* PROBLEM REQUIREMENTS
Among the entries below, count the lines holding the string "before". Respond with the number alone.

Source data
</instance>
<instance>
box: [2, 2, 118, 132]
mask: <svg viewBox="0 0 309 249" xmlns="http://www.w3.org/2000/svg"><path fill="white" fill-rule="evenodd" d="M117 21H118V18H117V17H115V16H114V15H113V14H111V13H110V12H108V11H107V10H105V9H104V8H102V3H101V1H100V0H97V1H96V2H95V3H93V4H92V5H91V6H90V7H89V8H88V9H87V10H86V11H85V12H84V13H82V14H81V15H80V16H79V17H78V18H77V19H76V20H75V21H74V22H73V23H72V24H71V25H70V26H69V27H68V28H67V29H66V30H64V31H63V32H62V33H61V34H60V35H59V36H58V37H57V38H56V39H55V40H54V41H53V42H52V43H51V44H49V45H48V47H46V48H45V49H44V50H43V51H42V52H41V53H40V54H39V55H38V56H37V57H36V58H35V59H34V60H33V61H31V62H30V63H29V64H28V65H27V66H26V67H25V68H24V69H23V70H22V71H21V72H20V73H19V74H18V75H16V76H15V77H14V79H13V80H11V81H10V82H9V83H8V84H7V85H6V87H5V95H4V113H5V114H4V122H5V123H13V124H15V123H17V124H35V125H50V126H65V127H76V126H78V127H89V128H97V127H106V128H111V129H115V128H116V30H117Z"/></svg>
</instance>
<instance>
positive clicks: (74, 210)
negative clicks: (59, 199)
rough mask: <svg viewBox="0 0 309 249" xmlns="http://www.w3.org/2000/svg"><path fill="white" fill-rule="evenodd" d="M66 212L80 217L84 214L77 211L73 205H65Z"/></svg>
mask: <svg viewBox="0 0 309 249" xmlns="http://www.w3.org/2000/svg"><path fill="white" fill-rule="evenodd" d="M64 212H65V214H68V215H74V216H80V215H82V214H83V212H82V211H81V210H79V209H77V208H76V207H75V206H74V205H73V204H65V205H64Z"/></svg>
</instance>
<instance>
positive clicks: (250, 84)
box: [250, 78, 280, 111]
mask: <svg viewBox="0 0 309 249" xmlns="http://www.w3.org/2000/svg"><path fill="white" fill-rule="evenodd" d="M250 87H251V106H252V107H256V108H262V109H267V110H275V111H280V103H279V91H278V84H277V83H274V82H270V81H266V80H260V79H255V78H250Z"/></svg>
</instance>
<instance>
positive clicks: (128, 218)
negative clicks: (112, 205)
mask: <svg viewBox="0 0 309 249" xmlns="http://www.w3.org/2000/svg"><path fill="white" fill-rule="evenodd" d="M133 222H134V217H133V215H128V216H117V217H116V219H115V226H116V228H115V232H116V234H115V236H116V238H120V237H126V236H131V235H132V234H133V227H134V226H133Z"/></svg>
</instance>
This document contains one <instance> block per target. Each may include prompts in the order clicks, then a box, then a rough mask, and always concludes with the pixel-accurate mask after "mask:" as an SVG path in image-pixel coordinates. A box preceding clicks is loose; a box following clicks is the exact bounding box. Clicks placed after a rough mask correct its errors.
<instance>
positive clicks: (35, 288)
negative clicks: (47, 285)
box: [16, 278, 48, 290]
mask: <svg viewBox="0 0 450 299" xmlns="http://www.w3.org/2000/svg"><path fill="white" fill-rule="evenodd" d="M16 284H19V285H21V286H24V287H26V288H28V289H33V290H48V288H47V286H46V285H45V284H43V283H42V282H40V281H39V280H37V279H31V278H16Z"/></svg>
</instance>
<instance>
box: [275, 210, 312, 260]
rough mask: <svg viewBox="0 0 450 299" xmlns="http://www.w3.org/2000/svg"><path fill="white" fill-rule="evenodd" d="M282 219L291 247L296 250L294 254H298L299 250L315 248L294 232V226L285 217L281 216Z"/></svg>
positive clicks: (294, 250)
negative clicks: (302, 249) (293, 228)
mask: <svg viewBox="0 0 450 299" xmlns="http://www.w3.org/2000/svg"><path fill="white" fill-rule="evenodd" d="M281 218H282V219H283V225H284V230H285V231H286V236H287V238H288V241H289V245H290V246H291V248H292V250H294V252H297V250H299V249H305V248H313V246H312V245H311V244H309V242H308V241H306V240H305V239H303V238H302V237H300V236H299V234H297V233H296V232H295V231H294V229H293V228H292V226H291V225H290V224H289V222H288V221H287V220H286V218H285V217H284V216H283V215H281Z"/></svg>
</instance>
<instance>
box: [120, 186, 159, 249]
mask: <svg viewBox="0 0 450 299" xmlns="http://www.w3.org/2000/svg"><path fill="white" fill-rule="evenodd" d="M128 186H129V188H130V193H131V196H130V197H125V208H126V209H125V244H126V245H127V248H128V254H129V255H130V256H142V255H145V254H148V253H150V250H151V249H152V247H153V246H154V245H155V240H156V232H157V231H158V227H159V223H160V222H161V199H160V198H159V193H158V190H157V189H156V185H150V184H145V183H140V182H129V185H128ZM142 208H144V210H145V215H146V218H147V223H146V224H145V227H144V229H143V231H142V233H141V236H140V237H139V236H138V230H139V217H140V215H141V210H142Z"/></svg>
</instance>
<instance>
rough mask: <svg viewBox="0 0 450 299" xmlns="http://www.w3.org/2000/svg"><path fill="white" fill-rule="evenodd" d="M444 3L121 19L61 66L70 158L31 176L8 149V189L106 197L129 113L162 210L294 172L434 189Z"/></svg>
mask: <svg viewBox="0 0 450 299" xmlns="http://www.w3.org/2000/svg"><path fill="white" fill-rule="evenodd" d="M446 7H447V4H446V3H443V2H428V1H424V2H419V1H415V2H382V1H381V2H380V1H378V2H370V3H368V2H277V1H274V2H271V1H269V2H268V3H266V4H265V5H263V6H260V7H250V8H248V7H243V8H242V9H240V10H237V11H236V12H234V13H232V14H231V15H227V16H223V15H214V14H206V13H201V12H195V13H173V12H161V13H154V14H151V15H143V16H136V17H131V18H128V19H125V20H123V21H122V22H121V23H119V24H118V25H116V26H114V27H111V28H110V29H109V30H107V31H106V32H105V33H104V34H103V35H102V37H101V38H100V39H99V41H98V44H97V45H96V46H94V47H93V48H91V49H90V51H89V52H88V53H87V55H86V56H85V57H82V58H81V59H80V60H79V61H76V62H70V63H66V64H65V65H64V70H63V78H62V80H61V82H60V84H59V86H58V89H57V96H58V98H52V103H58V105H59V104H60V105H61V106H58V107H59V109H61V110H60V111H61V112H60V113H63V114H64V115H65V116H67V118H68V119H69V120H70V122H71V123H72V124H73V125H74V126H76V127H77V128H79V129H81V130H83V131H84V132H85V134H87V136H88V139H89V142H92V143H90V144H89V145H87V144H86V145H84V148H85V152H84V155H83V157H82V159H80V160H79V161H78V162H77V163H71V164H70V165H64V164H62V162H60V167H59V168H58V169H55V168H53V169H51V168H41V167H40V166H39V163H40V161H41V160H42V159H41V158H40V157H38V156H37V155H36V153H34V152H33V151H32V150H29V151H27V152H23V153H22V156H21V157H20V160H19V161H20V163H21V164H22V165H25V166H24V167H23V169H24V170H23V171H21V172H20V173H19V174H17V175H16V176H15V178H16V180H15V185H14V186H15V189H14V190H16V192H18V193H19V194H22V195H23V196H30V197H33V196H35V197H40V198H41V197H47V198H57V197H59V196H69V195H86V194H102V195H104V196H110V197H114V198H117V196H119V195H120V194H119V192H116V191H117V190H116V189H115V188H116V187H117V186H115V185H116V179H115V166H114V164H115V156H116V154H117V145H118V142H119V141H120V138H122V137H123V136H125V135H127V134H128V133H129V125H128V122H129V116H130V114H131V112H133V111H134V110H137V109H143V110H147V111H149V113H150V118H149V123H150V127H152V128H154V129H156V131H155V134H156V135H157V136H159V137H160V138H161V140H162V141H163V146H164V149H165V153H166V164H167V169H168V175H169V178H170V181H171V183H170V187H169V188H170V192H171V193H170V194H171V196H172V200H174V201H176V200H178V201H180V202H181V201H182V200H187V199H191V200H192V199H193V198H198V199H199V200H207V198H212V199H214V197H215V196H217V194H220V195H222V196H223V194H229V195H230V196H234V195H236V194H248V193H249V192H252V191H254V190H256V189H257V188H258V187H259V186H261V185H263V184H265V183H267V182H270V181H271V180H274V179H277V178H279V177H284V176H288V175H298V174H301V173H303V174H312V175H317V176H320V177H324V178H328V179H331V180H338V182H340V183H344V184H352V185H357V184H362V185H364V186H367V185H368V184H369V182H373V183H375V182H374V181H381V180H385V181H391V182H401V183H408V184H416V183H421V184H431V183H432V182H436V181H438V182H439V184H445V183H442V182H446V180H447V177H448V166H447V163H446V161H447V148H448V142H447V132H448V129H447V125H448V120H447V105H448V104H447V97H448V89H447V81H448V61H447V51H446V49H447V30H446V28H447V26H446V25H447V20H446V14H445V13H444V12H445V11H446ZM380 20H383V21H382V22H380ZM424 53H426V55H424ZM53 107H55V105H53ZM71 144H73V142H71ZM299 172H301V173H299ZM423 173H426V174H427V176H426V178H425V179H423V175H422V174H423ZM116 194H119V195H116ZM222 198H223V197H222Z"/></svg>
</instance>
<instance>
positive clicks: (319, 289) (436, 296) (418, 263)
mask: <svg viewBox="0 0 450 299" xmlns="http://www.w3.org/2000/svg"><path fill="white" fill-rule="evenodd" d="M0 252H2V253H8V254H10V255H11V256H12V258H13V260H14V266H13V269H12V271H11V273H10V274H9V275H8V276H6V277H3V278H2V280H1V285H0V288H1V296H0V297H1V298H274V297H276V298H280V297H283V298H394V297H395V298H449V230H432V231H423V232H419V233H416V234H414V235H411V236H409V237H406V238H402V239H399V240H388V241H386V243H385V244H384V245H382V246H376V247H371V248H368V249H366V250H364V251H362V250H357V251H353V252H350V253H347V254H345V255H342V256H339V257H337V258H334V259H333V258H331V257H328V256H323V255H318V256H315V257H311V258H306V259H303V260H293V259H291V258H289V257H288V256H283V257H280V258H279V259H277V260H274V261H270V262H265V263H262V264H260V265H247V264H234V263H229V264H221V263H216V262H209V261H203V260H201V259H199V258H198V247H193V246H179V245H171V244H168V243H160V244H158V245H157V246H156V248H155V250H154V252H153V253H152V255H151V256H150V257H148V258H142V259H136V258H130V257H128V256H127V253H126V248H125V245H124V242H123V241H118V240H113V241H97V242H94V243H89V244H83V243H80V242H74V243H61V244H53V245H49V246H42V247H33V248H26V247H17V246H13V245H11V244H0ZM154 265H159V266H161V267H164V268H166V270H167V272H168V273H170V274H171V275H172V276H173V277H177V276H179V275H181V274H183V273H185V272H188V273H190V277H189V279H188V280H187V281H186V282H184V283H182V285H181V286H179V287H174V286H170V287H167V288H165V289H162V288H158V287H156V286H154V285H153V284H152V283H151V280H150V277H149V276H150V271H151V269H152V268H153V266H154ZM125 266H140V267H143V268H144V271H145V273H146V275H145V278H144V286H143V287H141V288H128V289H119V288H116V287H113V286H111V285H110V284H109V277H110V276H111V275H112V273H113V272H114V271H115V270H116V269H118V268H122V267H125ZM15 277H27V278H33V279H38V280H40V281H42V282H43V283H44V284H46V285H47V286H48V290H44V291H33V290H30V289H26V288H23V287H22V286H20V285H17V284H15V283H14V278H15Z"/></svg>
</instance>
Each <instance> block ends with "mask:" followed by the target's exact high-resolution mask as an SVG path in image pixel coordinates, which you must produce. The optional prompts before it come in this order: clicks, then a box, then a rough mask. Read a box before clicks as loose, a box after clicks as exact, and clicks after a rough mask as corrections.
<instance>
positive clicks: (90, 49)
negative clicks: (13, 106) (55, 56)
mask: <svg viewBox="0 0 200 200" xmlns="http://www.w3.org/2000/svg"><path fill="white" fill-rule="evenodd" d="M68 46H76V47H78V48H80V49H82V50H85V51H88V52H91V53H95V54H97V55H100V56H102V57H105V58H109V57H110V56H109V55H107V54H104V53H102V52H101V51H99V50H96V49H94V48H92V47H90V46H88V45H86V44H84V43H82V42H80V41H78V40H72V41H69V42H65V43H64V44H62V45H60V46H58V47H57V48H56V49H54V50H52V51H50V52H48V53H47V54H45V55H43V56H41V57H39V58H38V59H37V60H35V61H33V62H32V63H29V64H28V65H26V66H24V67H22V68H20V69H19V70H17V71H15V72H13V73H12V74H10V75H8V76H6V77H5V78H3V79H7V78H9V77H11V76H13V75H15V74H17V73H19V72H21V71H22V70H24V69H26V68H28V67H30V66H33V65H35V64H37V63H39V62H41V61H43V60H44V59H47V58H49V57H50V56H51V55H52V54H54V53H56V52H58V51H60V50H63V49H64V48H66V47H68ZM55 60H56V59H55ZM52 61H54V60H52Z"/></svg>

--

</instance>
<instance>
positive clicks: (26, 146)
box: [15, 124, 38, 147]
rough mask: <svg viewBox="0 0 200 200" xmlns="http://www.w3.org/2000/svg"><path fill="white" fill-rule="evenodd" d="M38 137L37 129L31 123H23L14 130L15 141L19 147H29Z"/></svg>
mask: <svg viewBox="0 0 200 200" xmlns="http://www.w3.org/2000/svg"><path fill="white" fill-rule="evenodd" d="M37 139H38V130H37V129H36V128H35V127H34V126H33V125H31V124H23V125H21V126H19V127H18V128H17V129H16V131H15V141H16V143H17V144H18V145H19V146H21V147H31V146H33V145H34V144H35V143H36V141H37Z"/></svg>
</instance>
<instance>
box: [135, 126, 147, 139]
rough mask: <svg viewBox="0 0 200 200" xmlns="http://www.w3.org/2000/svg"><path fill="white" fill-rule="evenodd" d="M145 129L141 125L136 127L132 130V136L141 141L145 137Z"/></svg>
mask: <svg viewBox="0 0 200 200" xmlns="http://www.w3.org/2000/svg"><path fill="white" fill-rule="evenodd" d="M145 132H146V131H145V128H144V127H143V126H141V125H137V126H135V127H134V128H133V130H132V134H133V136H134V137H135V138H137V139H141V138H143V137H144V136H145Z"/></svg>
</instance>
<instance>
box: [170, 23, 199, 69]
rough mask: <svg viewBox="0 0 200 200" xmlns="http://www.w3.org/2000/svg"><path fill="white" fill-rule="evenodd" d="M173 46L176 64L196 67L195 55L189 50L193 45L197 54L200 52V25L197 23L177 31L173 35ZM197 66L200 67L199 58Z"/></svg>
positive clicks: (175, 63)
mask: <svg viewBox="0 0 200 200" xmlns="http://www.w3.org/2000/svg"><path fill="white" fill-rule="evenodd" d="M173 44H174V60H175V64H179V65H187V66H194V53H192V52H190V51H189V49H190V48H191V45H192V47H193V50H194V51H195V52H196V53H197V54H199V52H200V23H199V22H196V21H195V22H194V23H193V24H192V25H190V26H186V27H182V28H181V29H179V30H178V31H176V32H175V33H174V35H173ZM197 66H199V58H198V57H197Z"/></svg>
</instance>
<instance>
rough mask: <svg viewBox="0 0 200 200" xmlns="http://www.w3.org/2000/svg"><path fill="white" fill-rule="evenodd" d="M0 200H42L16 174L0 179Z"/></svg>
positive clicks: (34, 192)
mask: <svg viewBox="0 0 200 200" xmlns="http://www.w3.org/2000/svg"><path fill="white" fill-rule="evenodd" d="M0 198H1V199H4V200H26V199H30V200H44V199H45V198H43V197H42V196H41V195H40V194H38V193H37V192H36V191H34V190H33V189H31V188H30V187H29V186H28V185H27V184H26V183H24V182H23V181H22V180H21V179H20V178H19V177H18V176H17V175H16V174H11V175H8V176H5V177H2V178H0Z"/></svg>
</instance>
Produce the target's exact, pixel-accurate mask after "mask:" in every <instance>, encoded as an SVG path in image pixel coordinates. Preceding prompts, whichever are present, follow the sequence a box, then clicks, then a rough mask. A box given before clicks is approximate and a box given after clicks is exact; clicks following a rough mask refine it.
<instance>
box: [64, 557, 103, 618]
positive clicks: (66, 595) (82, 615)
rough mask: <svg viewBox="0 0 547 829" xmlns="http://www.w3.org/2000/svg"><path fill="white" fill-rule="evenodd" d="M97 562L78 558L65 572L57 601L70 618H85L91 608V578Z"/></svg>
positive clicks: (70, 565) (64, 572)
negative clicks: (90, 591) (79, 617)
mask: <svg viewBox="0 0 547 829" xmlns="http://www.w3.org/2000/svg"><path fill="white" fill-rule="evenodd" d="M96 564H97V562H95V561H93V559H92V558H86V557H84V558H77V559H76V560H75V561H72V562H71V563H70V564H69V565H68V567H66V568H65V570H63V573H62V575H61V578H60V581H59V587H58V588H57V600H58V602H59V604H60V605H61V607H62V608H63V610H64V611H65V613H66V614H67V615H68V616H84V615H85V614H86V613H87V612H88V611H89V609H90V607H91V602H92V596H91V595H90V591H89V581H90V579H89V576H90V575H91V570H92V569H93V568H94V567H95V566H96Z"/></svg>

* PROBLEM SOLUTION
2